--- AVAILABLE DATA Enclosed Below ---
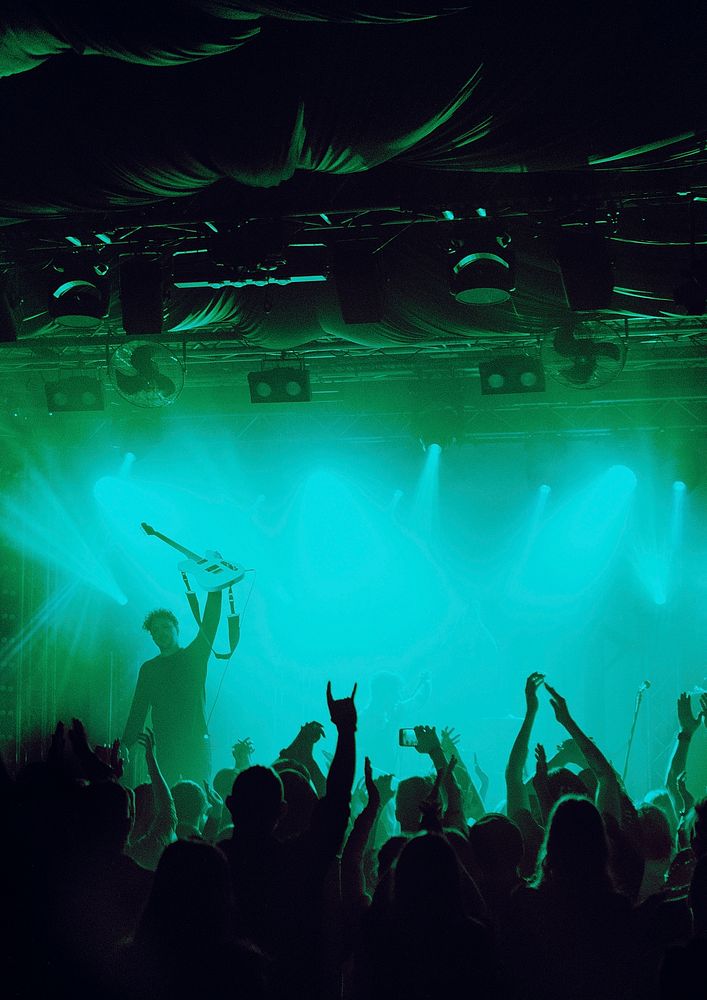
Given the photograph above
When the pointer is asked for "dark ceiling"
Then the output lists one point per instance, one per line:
(241, 145)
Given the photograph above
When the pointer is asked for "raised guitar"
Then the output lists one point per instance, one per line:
(211, 571)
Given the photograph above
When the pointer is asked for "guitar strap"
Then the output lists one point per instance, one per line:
(234, 620)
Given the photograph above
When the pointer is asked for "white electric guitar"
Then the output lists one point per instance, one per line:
(211, 571)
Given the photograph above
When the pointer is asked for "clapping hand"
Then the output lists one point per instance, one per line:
(342, 711)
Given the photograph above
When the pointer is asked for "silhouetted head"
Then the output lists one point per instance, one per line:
(660, 797)
(257, 799)
(389, 853)
(426, 882)
(189, 803)
(656, 840)
(561, 781)
(190, 902)
(300, 798)
(575, 850)
(411, 792)
(496, 843)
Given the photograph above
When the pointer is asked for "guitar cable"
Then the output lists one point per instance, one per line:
(230, 656)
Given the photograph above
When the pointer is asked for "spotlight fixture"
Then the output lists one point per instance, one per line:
(438, 427)
(482, 271)
(511, 373)
(79, 392)
(280, 385)
(80, 298)
(586, 268)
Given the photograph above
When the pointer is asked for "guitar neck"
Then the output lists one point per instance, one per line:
(180, 548)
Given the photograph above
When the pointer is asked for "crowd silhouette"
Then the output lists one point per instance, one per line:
(282, 881)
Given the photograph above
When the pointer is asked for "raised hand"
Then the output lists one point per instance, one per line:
(147, 740)
(110, 756)
(374, 797)
(688, 800)
(449, 739)
(540, 762)
(559, 706)
(212, 796)
(688, 723)
(242, 750)
(118, 760)
(532, 683)
(384, 784)
(55, 756)
(342, 711)
(427, 739)
(78, 737)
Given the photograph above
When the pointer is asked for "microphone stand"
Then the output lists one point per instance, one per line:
(639, 697)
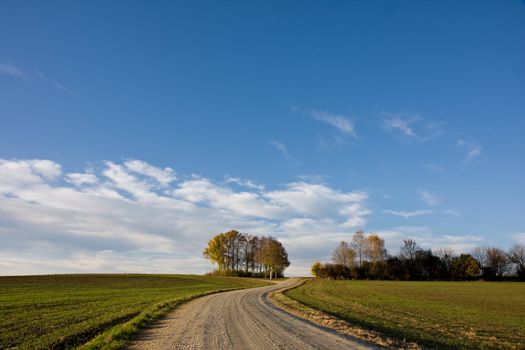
--- End of Enclosed AVAILABLE DATA ---
REQUIRED ACTION ::
Without the pictures, return all the entries above exactly as they stand.

WRITTEN RESPONSE ::
Given the photograph above
When the pointer is asked for "dark ceiling"
Then the output lists one point per instance, one per line:
(241, 145)
Given the photograph above
When the pointer is asked for "raised guitar"
Then the output lists one point per instance, one per line:
(211, 571)
Given the photograph above
When the pointer is asked for "guitar strap"
Then the output lists one point per instance, one per line:
(234, 620)
Given the photograph above
When the pointer is asked for "white electric guitar"
Then the output lists one point per instance, one per line:
(211, 571)
Given the photograph above
When the pointer is asked for "clapping hand"
Then the output lists one point per instance, one per line:
(342, 711)
Given the photograph above
When the pointer is asked for "silhouetted head"
Then the output lists one point per instance, one per line:
(660, 797)
(257, 799)
(389, 853)
(426, 882)
(189, 803)
(656, 840)
(561, 781)
(190, 902)
(300, 798)
(575, 850)
(411, 792)
(496, 843)
Given the photograph above
When the pointer is asked for "guitar cable"
Then the output lists one point per instance, one per line:
(230, 656)
Given the photograph above
When the pointer is asked for "spotlight fixture"
Then the output lists one point per instance, one per line:
(438, 427)
(482, 271)
(511, 373)
(79, 392)
(280, 385)
(80, 298)
(586, 268)
Given the photograph above
When the pointer is asked for "guitar neck"
Then the output lists one point per instance, one per line:
(180, 548)
Given the photograph above
When the pointer is asked for "crowd silhouette"
Then the output lists one point per instance, one per line:
(282, 881)
Given the photograph above
When the pointer is asked for "raised hand"
Then the output lists one point per instance, one per line:
(147, 740)
(110, 756)
(374, 797)
(688, 800)
(449, 739)
(540, 762)
(559, 706)
(212, 796)
(688, 723)
(242, 750)
(118, 760)
(532, 683)
(384, 784)
(55, 756)
(342, 711)
(427, 739)
(78, 737)
Given the photograph above
When the pointer is asked for "microphone stand"
Then the output lists one point per instance, one per line:
(639, 697)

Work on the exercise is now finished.